» **TEXT EXCERPT**
---
UNICEF warns children face 'extreme' humanitarian needs amid funding cuts
'Severe funding shortfalls are placing UNICEF's life-saving programs under immense strain,' says UNICEF chief Catherine Russell
HAMILTON, Canada
The UN Children's Fund (UNICEF) on Wednesday warned that surging conflicts, rising hunger, global funding cuts and collapsing basic services have pushed humanitarian needs for children to "extreme levels worldwide," as it launched its Humanitarian Action for Children 2026 appeal.
UNICEF said $7.66 billion is urgently required to provide life-saving assistance to 73 million children in 133 countries and territories next year, including 37 million girls and more than 9 million children with disabilities.
"Across every region, children caught in emergencies are facing overlapping crises that are growing in scale and complexity," said a statement, noting that escalating conflicts are driving mass displacement, exposing children to record-high grave violations and leaving schools and hospitals under attack.
Stressing the scale of the crisis, UNICEF chief Catherine Russell said, "Around the world, children caught in conflict, disaster, displacement and economic turmoil continue to face extraordinary challenges."
"Their lives are being shaped by forces far beyond their control: violence, the threat of famine, intensifying climate shocks, and the widespread collapse of essential services," she added.
Noting that the global humanitarian funding environment deteriorated sharply in 2025, UNICEF stated that a 72% funding gap in nutrition programs led to reduced targets in 20 priority countries, while a $745 million shortfall in education has left millions at risk of losing access to learning and protection.
"Across our operations, frontline teams are being forced into impossible decisions: focusing limited supplies and services on children in some places over others, decreasing the frequency of services children receive, or scaling back interventions that children depend on to survive," Russell said, adding that "severe funding shortfalls are placing UNICEF’s life-saving programs under immense strain."
UNICEF warned that more than 200 million children will require humanitarian assistance in 2026 and called on governments and donors to increase flexible, multi-year funding and remove barriers to humanitarian access.
---
» **ENTRIES PROVIDED**
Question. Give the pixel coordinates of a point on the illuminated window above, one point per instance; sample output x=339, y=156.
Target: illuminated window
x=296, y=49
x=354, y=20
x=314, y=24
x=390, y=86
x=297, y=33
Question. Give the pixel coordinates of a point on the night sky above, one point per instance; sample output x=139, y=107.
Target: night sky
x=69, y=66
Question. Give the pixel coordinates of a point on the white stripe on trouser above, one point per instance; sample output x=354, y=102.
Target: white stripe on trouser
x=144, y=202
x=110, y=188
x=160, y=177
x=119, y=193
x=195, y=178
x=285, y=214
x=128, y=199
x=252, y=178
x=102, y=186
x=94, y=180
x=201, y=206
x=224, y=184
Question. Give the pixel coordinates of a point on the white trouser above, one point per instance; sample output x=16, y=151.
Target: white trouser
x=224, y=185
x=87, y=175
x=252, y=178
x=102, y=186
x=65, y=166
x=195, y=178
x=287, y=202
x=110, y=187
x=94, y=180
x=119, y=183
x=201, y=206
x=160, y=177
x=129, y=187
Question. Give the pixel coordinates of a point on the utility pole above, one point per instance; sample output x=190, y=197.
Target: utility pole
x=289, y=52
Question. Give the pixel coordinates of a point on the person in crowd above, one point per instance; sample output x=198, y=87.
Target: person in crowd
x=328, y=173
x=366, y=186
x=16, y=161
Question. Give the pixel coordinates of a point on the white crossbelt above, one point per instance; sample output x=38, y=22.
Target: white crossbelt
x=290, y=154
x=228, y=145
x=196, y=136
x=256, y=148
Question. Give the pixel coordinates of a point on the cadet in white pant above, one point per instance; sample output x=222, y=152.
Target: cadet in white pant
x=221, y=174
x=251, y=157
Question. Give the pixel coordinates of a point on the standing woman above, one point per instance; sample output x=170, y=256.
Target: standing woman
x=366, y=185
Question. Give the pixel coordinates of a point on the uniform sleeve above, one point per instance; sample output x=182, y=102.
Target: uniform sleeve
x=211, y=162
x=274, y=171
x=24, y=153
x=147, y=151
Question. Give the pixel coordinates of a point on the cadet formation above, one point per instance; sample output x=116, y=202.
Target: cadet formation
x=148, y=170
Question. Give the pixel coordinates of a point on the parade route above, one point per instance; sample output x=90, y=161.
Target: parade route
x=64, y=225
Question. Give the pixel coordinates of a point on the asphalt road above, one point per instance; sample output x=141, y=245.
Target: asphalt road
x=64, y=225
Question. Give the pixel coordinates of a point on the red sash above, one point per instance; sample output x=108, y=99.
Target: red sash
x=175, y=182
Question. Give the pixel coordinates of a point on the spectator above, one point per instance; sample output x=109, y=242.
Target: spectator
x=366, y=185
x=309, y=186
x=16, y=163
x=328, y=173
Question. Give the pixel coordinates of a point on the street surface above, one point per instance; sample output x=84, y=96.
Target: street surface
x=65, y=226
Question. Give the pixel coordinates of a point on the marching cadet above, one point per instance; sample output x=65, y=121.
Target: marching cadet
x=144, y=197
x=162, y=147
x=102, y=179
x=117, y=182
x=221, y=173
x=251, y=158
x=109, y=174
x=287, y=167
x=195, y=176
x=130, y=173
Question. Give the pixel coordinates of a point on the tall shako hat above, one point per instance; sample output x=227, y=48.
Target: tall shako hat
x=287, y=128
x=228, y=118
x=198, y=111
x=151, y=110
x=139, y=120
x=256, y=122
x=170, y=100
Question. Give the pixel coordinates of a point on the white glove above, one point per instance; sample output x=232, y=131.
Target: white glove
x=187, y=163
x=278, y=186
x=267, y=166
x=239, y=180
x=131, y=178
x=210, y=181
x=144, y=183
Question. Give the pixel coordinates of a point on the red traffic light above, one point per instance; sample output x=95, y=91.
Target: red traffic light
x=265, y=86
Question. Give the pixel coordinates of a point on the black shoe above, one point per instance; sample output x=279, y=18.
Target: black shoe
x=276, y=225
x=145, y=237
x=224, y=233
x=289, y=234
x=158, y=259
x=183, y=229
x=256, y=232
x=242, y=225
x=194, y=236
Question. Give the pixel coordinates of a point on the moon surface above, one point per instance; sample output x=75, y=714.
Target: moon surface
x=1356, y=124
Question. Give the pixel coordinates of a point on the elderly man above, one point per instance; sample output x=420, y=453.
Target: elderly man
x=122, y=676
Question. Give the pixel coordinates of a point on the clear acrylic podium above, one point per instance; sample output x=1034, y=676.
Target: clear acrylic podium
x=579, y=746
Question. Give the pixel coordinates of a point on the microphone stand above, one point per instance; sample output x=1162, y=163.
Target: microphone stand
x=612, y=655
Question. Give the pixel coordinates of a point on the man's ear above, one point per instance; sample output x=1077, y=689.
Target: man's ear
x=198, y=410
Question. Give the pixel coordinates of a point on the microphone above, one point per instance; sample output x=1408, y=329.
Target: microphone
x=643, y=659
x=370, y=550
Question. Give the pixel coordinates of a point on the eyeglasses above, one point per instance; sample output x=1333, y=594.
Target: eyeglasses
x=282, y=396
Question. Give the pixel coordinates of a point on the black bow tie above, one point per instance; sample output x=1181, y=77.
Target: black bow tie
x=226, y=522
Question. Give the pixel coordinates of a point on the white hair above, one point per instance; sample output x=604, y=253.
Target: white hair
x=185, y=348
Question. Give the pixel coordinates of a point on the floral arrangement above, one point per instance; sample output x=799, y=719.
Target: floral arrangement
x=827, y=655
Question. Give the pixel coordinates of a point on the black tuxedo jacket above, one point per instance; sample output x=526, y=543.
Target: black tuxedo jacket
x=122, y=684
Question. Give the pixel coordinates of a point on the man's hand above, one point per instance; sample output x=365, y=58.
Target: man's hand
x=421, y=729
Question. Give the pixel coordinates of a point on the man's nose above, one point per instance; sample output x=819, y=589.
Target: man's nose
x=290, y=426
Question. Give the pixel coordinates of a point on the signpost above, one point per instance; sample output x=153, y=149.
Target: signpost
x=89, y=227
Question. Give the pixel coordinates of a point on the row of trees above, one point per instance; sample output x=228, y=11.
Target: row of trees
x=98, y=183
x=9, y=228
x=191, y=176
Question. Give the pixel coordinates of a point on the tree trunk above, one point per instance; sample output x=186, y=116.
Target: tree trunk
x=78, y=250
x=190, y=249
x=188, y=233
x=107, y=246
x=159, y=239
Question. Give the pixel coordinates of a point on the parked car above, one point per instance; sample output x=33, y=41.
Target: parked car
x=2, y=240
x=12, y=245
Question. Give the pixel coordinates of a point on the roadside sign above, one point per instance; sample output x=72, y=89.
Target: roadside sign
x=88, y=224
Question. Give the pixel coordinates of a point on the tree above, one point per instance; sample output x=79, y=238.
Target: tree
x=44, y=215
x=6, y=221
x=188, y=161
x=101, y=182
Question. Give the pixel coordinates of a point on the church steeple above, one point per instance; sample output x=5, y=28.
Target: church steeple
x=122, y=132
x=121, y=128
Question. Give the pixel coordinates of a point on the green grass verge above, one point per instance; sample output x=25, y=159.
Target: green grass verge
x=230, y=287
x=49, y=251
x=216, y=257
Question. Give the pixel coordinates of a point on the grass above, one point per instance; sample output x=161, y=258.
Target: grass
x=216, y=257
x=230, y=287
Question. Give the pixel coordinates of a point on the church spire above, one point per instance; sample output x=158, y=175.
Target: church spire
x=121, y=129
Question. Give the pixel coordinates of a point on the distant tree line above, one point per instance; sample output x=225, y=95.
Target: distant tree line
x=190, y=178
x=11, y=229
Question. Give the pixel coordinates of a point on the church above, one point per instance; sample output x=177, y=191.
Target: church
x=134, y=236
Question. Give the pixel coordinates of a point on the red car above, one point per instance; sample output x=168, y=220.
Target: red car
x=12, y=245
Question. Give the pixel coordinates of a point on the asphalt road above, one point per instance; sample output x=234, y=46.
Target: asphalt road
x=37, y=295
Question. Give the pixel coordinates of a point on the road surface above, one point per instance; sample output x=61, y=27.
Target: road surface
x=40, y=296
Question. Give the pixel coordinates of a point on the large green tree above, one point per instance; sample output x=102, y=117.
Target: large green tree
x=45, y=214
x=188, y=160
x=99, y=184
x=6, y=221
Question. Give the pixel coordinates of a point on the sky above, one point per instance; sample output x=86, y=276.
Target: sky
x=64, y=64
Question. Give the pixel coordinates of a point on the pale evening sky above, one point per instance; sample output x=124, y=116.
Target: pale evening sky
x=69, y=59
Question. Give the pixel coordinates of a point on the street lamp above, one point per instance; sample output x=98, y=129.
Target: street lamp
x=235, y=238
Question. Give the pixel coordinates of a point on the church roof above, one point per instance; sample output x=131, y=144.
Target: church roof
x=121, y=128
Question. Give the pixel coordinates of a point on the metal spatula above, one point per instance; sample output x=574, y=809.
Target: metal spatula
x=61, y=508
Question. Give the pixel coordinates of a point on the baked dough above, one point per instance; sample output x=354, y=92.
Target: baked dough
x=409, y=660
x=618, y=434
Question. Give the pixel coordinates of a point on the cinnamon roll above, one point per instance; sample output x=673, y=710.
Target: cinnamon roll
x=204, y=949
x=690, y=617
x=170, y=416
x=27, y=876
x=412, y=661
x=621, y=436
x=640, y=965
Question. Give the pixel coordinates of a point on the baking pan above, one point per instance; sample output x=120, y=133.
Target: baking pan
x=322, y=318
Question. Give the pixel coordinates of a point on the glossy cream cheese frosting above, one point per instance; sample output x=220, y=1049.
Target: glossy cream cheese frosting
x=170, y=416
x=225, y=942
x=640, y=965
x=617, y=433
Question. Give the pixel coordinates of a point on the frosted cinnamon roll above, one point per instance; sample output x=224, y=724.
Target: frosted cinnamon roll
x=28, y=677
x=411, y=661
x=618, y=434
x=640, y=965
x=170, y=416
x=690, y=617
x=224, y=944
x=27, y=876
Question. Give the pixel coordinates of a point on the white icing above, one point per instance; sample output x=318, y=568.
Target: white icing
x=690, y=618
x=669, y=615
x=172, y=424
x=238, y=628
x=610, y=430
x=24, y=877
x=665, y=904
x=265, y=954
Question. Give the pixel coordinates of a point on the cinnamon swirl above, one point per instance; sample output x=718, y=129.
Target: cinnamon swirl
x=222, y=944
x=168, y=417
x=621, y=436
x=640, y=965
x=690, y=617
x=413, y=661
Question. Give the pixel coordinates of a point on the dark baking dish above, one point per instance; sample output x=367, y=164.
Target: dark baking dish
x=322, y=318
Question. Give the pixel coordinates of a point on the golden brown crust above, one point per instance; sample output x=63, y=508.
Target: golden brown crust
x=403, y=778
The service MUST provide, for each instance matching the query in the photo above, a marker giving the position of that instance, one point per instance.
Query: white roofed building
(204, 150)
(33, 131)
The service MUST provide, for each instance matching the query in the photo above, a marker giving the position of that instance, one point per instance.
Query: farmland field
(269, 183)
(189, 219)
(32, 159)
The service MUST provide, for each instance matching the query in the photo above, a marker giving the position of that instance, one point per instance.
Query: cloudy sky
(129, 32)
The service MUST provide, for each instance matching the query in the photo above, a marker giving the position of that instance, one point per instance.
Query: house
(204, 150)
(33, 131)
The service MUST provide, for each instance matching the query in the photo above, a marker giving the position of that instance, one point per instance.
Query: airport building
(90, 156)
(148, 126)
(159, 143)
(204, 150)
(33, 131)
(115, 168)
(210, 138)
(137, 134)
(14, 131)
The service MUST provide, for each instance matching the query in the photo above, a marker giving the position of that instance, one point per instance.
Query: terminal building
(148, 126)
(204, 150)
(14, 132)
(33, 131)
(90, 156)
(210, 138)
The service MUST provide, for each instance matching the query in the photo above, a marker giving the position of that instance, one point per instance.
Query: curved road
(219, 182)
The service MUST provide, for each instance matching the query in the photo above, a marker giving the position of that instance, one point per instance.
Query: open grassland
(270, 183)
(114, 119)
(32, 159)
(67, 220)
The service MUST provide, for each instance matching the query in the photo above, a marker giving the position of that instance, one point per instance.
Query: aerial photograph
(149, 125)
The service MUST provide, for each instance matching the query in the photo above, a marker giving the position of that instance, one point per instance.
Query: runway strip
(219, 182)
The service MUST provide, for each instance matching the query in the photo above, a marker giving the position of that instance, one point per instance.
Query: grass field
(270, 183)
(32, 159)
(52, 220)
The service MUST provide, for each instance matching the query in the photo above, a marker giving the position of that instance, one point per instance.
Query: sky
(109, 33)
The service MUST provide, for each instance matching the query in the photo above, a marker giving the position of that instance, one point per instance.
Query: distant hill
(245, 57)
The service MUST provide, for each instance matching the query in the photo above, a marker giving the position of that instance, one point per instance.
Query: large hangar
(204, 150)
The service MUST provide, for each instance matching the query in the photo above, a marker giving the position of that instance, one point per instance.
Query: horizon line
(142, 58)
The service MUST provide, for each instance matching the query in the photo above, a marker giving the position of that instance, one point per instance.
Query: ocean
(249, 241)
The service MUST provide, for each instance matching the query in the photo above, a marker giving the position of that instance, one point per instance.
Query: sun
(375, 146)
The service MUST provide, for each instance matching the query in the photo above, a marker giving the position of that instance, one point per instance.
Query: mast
---
» **AIM OF THE EXERCISE**
Reproduce the news article above on UNICEF's warning about children's humanitarian needs, word for word and in full.

» **TASK RESPONSE**
UNICEF warns children face 'extreme' humanitarian needs amid funding cuts
'Severe funding shortfalls are placing UNICEF's life-saving programs under immense strain,' says UNICEF chief Catherine Russell
HAMILTON, Canada
The UN Children's Fund (UNICEF) on Wednesday warned that surging conflicts, rising hunger, global funding cuts and collapsing basic services have pushed humanitarian needs for children to "extreme levels worldwide," as it launched its Humanitarian Action for Children 2026 appeal.
UNICEF said $7.66 billion is urgently required to provide life-saving assistance to 73 million children in 133 countries and territories next year, including 37 million girls and more than 9 million children with disabilities.
"Across every region, children caught in emergencies are facing overlapping crises that are growing in scale and complexity," said a statement, noting that escalating conflicts are driving mass displacement, exposing children to record-high grave violations and leaving schools and hospitals under attack.
Stressing the scale of the crisis, UNICEF chief Catherine Russell said, "Around the world, children caught in conflict, disaster, displacement and economic turmoil continue to face extraordinary challenges."
"Their lives are being shaped by forces far beyond their control: violence, the threat of famine, intensifying climate shocks, and the widespread collapse of essential services," she added.
Noting that the global humanitarian funding environment deteriorated sharply in 2025, UNICEF stated that a 72% funding gap in nutrition programs led to reduced targets in 20 priority countries, while a $745 million shortfall in education has left millions at risk of losing access to learning and protection.
"Across our operations, frontline teams are being forced into impossible decisions: focusing limited supplies and services on children in some places over others, decreasing the frequency of services children receive, or scaling back interventions that children depend on to survive," Russell said, adding that "severe funding shortfalls are placing UNICEF’s life-saving programs under immense strain."
UNICEF warned that more than 200 million children will require humanitarian assistance in 2026 and called on governments and donors to increase flexible, multi-year funding and remove barriers to humanitarian access.